→ WHAT YOU WILL DO
Across all the lines of the following material, count those that include the word "parked" and give only the result.
.....
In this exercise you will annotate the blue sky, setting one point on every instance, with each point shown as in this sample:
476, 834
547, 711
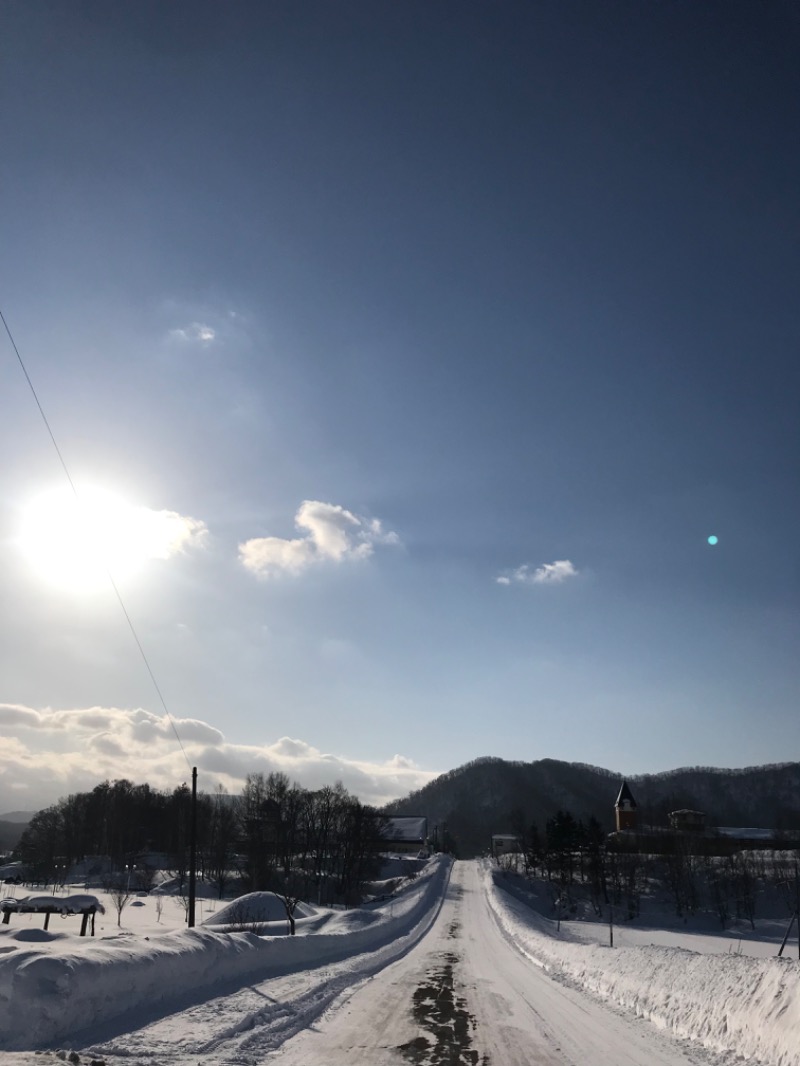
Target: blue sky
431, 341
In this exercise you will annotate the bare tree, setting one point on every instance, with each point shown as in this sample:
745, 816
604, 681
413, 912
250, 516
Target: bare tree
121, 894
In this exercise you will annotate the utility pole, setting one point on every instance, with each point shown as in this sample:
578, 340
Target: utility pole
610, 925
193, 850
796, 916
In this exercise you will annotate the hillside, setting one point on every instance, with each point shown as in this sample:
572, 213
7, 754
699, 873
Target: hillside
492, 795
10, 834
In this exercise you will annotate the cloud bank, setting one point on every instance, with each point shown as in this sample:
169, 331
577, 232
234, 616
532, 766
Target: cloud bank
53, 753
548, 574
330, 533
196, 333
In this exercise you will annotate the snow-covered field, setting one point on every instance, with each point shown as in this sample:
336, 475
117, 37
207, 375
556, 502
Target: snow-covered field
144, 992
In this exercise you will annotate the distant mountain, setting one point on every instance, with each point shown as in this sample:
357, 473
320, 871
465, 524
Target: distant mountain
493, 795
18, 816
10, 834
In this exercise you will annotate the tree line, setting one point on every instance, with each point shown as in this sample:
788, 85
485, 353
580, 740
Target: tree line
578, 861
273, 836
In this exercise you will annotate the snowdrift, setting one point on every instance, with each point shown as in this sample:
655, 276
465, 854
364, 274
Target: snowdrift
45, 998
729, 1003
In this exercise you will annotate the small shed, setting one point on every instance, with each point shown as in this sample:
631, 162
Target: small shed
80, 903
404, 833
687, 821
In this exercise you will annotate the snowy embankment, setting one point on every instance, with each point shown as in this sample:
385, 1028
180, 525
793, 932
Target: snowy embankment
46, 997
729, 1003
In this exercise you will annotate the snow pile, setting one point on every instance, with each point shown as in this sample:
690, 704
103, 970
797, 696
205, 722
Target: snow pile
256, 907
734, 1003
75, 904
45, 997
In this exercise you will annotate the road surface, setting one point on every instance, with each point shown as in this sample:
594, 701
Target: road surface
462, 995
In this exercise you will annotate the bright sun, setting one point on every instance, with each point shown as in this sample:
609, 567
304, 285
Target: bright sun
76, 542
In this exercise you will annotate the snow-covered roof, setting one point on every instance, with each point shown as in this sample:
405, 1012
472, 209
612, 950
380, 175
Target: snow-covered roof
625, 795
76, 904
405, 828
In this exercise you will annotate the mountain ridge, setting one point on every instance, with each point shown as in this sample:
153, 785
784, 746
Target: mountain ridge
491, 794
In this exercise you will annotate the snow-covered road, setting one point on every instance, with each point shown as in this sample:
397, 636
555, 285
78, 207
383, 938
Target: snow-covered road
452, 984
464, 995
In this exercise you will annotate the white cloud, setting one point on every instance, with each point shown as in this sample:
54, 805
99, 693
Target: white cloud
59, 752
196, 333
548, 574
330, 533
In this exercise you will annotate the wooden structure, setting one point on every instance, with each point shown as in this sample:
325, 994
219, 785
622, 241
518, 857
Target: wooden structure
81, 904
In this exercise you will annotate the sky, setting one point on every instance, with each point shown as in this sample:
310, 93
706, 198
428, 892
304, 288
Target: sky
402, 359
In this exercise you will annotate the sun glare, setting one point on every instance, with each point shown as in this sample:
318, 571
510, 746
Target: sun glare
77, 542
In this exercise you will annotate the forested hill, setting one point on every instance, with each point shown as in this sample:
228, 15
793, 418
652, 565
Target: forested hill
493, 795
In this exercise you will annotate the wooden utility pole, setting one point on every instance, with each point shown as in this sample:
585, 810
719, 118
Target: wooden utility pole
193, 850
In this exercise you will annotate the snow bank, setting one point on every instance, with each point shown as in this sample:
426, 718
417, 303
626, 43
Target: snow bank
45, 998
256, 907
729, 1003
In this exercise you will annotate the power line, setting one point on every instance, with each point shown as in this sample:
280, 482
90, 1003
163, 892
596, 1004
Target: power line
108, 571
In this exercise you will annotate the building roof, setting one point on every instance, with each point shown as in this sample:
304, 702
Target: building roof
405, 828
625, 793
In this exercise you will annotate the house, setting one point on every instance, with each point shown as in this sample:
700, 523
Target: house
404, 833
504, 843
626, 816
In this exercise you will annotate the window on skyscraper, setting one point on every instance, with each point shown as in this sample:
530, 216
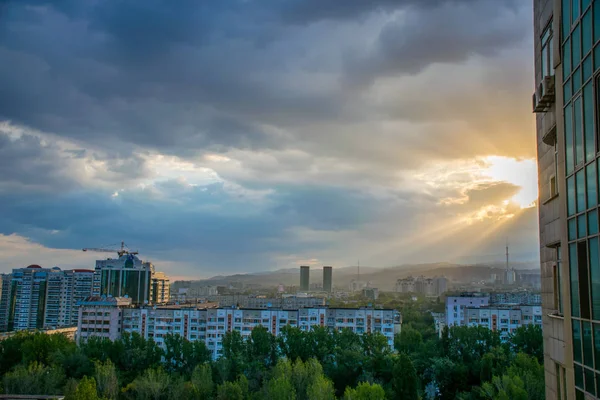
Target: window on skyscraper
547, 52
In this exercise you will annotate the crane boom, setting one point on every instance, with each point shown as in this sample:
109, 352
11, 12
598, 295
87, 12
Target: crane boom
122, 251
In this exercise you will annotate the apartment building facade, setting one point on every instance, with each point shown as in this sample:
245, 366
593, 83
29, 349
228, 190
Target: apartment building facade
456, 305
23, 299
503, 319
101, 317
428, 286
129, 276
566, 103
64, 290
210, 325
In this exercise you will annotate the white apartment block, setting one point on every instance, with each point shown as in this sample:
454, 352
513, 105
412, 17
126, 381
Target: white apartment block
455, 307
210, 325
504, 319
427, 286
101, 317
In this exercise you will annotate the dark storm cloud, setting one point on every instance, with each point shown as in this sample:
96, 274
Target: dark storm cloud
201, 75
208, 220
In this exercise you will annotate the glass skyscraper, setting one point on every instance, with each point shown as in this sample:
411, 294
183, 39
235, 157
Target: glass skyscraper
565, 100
.....
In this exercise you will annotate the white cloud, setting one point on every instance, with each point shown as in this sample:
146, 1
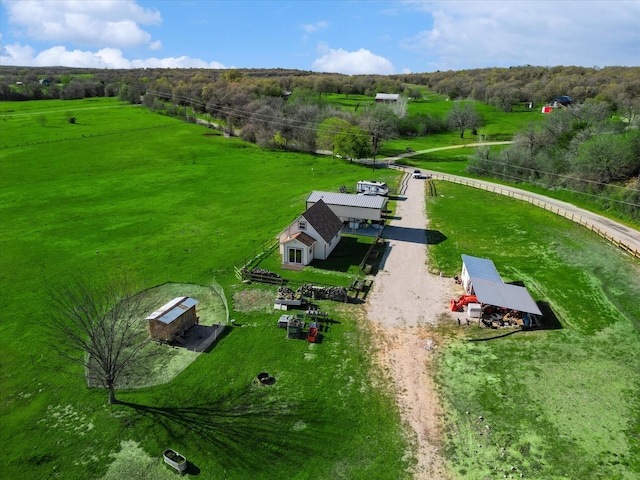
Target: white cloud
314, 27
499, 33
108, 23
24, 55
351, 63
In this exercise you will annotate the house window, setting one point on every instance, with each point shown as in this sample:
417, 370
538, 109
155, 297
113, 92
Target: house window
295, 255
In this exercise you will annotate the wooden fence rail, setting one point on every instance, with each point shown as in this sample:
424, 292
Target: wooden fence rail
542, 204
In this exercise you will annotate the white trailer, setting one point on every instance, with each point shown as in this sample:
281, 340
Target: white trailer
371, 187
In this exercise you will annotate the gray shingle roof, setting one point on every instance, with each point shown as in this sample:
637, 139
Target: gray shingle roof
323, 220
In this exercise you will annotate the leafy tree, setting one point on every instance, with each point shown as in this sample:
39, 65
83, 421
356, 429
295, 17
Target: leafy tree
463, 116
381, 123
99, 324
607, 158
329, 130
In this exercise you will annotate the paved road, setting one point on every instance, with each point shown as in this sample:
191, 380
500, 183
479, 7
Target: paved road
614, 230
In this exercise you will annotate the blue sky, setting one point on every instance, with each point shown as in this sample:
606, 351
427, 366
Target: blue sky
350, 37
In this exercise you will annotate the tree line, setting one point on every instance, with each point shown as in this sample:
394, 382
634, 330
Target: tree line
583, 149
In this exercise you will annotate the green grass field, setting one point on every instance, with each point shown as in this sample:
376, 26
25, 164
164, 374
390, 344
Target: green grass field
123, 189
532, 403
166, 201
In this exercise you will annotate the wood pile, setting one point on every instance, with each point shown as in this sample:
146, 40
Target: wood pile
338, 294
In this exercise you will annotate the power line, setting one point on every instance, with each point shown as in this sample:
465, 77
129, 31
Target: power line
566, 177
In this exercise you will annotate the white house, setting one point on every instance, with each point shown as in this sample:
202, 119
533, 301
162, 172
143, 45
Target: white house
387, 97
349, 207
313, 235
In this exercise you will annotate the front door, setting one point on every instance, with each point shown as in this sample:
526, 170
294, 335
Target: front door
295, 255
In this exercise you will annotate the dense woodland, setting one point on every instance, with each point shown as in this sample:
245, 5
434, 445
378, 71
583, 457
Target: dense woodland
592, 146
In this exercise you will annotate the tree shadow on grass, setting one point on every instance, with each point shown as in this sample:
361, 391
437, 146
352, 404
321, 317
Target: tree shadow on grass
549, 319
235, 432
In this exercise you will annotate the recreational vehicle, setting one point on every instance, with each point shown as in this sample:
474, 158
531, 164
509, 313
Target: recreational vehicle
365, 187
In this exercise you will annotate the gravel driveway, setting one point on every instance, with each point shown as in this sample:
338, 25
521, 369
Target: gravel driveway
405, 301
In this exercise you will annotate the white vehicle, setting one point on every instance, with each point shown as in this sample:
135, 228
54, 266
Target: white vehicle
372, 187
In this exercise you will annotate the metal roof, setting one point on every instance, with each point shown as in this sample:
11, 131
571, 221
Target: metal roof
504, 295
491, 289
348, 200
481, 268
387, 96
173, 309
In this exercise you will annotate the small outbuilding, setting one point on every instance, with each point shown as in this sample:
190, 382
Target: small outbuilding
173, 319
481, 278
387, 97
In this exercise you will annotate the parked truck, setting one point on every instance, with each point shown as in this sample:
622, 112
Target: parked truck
.....
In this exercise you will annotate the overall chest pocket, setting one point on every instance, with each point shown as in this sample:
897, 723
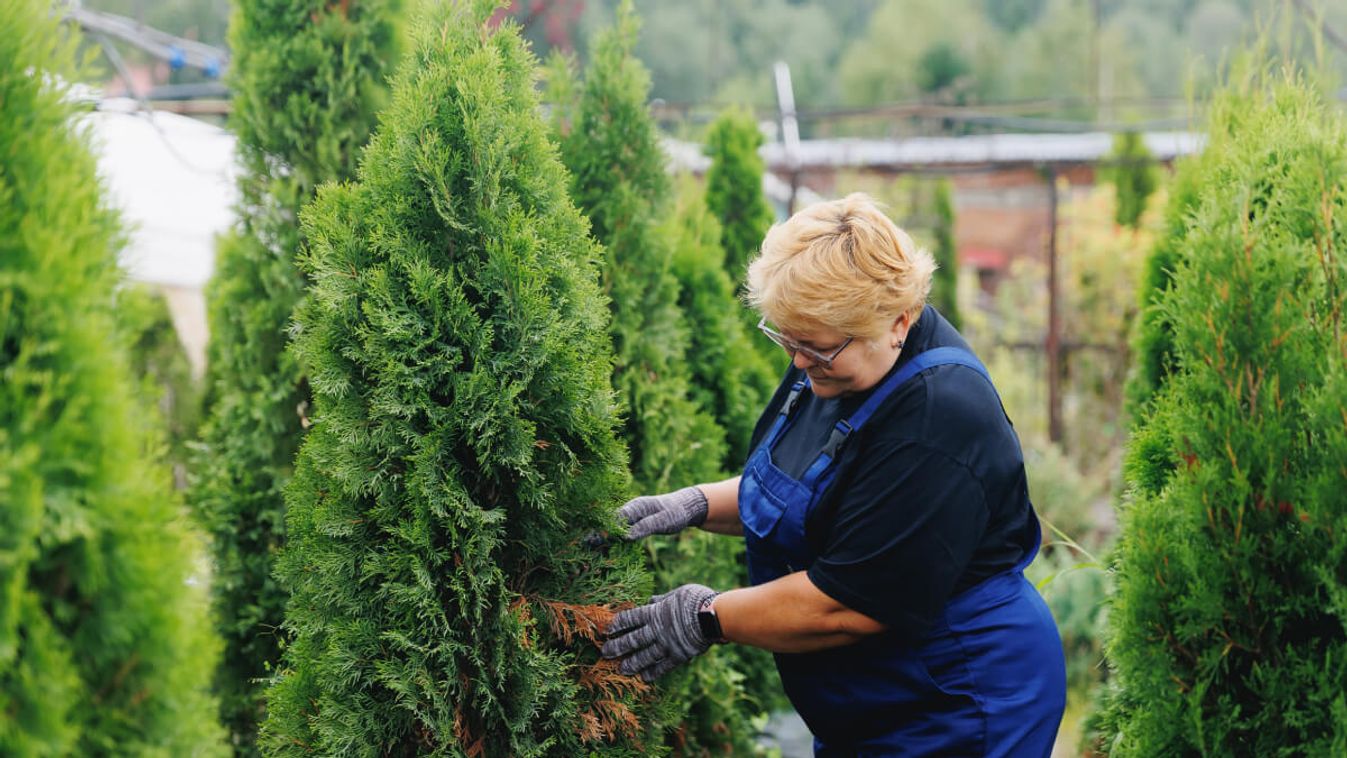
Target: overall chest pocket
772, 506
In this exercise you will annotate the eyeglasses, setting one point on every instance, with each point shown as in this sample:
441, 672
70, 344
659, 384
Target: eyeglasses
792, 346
.....
→ RESPONSE TO THE TASK
2